TASK GOAL: The lines to copy are those in the listing below that contain the word "part".

RECORDS SHOWN:

——————————

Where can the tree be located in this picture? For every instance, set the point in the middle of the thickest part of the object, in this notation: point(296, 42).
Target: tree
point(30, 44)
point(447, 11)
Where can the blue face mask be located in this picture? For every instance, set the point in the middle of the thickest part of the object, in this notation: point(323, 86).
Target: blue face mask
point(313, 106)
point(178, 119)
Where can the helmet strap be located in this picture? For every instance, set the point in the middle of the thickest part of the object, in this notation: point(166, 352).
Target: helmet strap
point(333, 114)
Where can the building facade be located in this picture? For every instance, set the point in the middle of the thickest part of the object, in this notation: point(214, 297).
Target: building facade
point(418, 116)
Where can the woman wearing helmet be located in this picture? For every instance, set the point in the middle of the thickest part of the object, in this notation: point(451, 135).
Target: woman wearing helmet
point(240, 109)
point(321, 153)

——————————

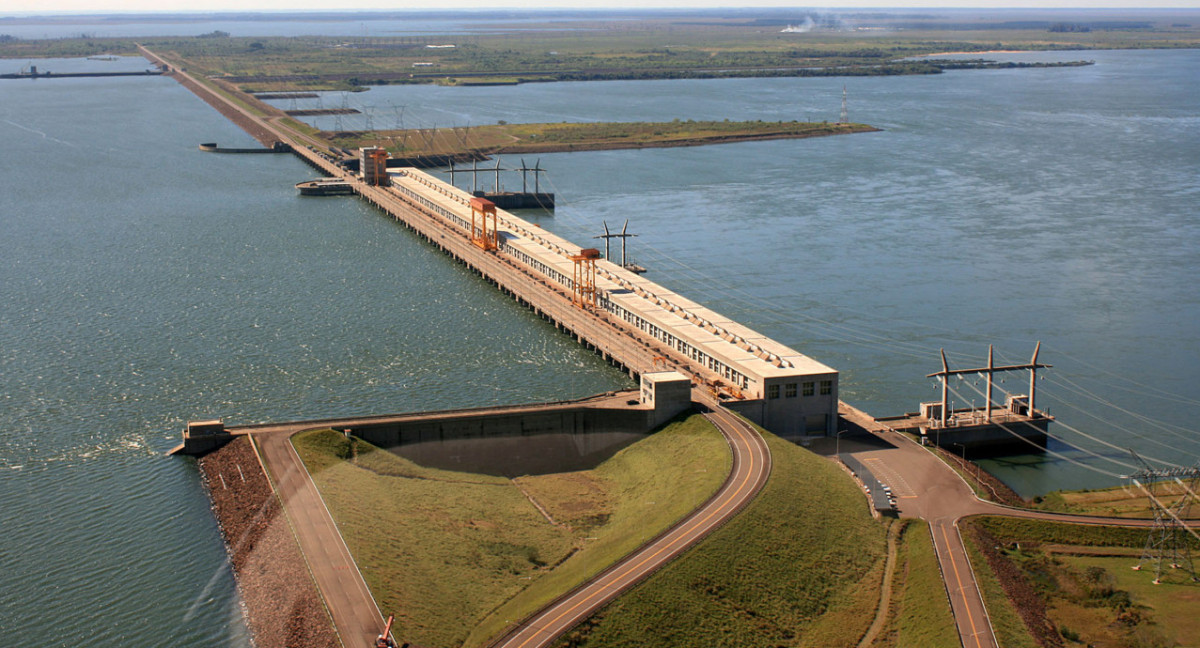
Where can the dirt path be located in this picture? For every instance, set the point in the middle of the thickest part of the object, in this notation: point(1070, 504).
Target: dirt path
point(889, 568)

——————————

THE ANSWER:
Where can the tree be located in this picture? For every instance, set the point in the middle of the thickest part of the object, in this notation: point(296, 42).
Where can the blue face mask be located in this picture? For every instance, set the point in the middle of the thickest part of the object, in this notation: point(323, 86).
Where can the helmet strap be located in this picture? For every instance, set the point in the middle of the thickest part of the object, in this notation: point(166, 352).
Where can the building facade be located in this picture? For every instance, set the point in the middle of the thickest part of the object, in this notation: point(214, 297).
Where can the woman wearing helmet be located in this picture? For every instance, set the point in the middle of the thickest part of the object, in this notation: point(451, 135).
Where can the dirt path be located in this picture? For every instance, set the point in the middle of the thickest part of the object, in this notation: point(1070, 504).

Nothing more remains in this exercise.